Extrait choisi »
────────────────────────────────────────
Ce que les éducateurs, le personnel scolaire et les directeurs choisissent de faire avec ces informations et la manière dont ils les utilisent pour orienter leur approche constituent une tâche complexe à laquelle la division scolaire continue de s’attaquer.

Après plusieurs années d’essais et d’investissements dans des outils de dépistage, Ron Cadez se range du côté de la MTS en affirmant que la mise en place d’un dépistage universel et l’offre d’un soutien seront un processus long qui nécessitera un soutien important de la part du gouvernement.

« Pour nous, ça nous a pris un effort très concentré pendant plus de 4 ans et je trouve qu’on a encore beaucoup de travail à faire. »

Néanmoins, les résultats sont jusqu’à présent positifs. Ron Cadez explique qu’ils ont remarqué que les élèves qui ont bénéficié d’un soutien supplémentaire grâce au dépistage font preuve de plus de confiance, d’engagement et de motivation.

La division scolaire leur remarque aussi une utilisation de stratégies spécifiques pour lire des mots plus complexes, démontrant une amélioration de leurs capacités de compréhension.

Un défi supplémentaire pour les éducateurs francophones

Une chose est claire : lorsqu’il s’agit de mettre en œuvre des tests standardisés pour les élèves francophones, il ne suffit pas de simplement traduire les tests proposés en anglais.

« Les enseignants francophones auront besoin d’outils et de ressources adaptés sur le plan linguistique et culturel afin de garantir que le dépistage reflète les réalités de l’enseignement en français au Manitoba », affirme Lillian Klausen.

Effectivement, le statut minoritaire du français au Manitoba est un facteur important autant dans l’apprentissage des élèves bilingues que de ceux inscrits dans des programmes d’immersion française.

À la DSLR, Ron Cadez explique qu’ils ont dû faire appel à des experts en immersion et en enseignement du français pour mener des recherches sur les outils susceptibles de « minimiser l’impact de l’acquisition de la langue ».

Mais malgré des années de recherche sur des outils standardisés pour les élèves francophones, il soutient que les ressources qu’ils ont développées restent expérimentales.
────────────────────────────────────────
Matériel fourni »
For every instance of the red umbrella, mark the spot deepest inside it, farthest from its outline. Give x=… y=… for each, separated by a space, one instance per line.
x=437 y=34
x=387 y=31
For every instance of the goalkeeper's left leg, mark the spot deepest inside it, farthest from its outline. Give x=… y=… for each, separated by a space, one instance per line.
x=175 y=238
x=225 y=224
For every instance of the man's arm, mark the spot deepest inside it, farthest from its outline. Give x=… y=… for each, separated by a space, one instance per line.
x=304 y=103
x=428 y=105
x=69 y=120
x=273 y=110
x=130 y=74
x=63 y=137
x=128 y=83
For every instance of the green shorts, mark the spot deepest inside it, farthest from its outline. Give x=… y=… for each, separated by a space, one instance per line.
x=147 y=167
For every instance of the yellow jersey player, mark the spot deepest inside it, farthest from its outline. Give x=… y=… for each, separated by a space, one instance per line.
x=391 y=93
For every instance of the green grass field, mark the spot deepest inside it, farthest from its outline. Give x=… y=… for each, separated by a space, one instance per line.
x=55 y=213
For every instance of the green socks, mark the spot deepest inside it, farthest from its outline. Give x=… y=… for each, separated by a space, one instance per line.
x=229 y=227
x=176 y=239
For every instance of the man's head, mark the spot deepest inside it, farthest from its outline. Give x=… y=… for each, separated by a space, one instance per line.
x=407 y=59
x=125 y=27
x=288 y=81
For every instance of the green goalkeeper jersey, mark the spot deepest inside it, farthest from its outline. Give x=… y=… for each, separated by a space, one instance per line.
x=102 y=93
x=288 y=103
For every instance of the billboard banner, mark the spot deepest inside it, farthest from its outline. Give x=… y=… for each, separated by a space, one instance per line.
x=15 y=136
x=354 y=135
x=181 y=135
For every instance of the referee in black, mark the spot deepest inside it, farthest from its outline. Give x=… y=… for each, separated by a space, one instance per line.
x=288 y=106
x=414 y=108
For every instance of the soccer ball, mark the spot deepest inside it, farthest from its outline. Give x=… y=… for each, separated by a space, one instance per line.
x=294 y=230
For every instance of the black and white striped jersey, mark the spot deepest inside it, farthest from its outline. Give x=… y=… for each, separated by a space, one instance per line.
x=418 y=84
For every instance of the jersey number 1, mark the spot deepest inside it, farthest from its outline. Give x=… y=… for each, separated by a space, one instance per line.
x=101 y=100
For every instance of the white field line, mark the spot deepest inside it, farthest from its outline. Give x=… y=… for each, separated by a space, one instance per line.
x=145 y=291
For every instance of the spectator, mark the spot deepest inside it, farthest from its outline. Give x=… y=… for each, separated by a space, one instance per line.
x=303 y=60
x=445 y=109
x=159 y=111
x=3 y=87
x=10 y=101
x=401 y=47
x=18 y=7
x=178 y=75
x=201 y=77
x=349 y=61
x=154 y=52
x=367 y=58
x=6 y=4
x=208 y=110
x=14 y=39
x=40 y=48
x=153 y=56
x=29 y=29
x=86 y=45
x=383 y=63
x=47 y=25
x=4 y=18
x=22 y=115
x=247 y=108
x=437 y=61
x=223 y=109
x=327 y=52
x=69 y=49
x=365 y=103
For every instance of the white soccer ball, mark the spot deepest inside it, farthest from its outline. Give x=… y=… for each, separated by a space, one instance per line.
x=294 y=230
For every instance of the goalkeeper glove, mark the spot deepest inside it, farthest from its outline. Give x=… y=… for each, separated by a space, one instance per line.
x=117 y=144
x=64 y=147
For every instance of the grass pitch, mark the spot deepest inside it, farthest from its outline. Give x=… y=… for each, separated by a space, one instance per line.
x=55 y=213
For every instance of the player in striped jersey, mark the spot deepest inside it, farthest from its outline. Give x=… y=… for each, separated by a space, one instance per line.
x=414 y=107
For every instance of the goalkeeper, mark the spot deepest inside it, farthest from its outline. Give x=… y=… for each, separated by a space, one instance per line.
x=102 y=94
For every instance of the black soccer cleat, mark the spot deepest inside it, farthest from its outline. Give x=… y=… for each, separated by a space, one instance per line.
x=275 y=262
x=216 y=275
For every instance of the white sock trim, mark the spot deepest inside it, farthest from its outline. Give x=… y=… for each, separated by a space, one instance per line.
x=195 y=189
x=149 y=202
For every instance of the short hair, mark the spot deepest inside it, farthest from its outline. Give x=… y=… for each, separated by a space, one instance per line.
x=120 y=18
────────────────────────────────────────
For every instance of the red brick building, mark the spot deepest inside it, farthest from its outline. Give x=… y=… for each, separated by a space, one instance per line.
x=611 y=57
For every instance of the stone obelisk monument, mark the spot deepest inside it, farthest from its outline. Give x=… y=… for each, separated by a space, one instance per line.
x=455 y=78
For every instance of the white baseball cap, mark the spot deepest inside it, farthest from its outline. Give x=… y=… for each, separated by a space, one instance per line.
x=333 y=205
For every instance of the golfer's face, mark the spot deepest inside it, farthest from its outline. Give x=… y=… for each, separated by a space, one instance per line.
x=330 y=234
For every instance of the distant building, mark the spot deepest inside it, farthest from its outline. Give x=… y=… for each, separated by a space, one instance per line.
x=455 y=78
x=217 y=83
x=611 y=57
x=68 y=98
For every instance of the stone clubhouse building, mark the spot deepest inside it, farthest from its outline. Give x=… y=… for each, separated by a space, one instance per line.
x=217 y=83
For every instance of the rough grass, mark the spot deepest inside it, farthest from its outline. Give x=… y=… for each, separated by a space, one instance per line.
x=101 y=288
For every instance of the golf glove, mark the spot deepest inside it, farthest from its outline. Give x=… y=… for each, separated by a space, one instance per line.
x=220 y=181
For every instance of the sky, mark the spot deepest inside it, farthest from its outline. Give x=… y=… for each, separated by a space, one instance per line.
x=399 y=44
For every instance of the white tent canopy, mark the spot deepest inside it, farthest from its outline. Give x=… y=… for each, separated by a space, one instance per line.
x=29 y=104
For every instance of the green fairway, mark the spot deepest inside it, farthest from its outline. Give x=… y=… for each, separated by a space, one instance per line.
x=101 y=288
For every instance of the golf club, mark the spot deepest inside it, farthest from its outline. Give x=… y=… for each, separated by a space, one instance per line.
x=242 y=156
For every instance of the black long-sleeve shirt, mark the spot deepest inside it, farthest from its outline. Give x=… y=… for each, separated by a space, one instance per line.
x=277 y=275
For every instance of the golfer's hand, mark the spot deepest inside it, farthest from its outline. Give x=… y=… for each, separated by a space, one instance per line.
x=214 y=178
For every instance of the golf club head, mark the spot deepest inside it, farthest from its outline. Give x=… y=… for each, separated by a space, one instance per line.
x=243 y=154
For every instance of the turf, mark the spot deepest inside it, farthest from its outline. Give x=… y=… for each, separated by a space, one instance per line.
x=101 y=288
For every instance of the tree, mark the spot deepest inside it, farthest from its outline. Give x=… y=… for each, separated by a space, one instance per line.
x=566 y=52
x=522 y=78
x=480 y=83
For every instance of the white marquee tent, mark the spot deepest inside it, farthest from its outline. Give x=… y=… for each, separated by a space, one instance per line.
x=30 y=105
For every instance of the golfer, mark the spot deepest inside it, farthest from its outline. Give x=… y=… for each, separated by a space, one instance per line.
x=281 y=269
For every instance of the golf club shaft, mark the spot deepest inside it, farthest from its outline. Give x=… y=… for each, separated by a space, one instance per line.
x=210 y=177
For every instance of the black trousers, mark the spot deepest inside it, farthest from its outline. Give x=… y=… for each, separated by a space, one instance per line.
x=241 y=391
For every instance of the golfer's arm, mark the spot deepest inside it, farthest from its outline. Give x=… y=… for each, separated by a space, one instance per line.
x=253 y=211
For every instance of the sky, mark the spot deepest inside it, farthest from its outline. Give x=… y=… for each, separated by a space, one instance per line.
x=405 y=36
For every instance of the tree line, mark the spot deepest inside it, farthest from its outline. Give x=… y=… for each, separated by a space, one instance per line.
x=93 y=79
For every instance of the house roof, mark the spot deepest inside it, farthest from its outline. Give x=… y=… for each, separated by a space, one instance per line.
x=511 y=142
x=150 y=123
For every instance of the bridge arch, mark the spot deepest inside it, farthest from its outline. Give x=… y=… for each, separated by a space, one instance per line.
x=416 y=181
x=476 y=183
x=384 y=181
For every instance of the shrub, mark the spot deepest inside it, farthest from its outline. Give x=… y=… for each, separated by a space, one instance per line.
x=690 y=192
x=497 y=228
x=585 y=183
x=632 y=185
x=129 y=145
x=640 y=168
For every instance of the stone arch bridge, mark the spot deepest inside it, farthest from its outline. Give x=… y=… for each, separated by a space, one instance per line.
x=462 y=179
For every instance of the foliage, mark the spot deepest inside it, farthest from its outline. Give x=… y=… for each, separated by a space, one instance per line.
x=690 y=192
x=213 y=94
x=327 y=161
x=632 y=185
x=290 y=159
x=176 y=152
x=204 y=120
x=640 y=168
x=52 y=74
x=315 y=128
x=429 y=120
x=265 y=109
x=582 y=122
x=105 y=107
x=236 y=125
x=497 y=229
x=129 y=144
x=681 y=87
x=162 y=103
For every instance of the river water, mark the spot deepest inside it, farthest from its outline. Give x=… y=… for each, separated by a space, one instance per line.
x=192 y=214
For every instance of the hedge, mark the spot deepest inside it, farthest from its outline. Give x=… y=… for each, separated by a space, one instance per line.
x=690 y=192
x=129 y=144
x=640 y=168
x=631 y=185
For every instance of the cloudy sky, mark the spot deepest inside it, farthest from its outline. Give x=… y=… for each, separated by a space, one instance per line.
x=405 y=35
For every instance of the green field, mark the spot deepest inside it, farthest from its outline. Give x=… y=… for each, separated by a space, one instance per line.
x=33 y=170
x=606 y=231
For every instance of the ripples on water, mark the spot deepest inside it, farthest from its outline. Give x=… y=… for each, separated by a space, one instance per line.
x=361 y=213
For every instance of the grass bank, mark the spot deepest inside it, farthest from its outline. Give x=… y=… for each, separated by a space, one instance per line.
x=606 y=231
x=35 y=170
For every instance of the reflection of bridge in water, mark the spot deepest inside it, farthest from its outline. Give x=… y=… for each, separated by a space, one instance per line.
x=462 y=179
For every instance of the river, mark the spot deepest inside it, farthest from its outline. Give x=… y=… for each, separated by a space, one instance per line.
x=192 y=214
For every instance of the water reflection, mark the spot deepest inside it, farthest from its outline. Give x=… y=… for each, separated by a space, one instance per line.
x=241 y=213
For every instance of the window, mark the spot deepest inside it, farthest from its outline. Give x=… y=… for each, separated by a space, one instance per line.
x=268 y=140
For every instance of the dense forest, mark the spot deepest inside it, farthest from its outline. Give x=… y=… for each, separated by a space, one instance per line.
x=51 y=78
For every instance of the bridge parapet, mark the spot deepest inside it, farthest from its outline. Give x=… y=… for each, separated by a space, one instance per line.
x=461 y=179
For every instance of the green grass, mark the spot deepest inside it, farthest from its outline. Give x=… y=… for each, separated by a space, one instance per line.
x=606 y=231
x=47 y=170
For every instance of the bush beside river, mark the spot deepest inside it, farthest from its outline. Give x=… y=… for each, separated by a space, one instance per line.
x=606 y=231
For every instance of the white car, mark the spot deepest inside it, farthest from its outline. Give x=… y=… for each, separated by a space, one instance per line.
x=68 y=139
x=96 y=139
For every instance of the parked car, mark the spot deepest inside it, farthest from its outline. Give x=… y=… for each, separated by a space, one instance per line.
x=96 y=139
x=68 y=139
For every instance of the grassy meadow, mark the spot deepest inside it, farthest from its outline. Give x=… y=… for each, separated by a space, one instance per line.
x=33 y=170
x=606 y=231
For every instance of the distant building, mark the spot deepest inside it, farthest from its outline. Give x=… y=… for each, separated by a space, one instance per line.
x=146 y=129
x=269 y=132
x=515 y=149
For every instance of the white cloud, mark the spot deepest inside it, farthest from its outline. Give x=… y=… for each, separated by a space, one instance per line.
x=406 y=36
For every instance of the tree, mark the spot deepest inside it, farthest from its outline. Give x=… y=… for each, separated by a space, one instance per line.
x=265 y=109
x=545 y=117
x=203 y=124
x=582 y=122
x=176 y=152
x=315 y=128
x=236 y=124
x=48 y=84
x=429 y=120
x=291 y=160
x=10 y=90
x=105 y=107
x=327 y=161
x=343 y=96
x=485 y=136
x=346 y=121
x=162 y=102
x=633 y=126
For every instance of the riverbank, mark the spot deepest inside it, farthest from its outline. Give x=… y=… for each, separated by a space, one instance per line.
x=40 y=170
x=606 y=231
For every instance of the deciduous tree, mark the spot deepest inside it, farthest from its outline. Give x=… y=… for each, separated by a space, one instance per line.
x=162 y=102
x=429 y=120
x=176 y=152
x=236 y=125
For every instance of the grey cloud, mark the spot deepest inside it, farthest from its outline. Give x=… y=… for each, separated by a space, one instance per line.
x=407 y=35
────────────────────────────────────────
Exercice » Dans l'extrait choisi, combien de temps a duré l'effort très concentré mentionné par Ron Cadez ? Ce matériel n'est pas requis pour traiter la consigne.

Résultat de l'exercice » Plus de 4 ans.